* Given task *
Show each line of the listing below that contains the word "stone", copying those lines in full.

Items stored from a collection:

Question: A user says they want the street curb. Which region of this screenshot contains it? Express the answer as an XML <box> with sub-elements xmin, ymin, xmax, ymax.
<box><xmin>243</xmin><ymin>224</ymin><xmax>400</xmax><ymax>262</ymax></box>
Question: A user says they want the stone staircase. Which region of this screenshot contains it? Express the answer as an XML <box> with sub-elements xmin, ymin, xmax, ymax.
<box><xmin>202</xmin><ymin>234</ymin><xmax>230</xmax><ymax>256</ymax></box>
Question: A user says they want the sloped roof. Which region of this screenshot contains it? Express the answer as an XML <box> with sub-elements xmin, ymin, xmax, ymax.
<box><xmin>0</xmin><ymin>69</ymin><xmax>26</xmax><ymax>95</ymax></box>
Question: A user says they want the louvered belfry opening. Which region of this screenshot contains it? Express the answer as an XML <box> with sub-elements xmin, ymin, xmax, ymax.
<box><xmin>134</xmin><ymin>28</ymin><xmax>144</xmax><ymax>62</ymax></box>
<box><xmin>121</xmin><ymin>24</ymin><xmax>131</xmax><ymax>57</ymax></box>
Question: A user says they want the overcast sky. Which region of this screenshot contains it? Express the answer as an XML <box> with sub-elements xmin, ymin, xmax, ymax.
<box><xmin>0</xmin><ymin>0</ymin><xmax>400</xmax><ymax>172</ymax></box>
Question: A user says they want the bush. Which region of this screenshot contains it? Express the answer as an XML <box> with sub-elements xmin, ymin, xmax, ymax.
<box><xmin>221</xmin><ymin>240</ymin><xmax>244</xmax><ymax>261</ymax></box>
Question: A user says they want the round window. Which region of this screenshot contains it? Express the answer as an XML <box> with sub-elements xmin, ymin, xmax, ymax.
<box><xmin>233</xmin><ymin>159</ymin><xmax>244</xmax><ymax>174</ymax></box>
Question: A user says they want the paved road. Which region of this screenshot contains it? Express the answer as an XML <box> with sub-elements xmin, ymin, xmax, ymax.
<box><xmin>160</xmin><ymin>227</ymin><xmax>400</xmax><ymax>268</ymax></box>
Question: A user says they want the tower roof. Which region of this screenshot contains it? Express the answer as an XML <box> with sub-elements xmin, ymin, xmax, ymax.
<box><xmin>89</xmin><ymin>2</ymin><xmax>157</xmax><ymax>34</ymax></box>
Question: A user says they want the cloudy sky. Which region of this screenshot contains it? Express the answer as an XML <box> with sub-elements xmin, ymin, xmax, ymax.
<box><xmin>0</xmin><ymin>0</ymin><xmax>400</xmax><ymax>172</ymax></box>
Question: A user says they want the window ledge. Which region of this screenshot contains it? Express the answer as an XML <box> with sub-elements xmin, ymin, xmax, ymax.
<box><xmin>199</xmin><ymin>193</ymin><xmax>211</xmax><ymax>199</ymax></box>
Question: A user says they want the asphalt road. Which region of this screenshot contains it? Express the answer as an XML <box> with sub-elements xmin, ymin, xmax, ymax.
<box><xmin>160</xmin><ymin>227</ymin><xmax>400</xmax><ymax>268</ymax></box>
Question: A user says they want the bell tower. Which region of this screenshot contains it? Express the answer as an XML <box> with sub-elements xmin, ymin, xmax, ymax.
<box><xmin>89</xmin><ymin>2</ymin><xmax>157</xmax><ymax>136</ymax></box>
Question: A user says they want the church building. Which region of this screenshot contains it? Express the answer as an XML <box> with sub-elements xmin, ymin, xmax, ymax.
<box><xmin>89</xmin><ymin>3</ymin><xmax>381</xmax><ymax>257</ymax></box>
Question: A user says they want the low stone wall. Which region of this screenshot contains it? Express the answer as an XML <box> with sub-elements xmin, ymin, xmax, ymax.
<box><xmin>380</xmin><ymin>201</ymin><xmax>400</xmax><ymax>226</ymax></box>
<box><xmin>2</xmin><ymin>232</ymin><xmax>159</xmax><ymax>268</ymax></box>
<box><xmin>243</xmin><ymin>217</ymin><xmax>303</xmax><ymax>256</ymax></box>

* Result *
Question: A user says they want the stone staircase. Which region of this screenshot contains it? Express the answer as an XML <box> with sub-elements xmin, ymin, xmax, ymax.
Question: A user says they want the low stone wall. Which region of this screenshot contains it? Express the answer as an XML <box> with sub-elements xmin, ymin, xmax, ymax.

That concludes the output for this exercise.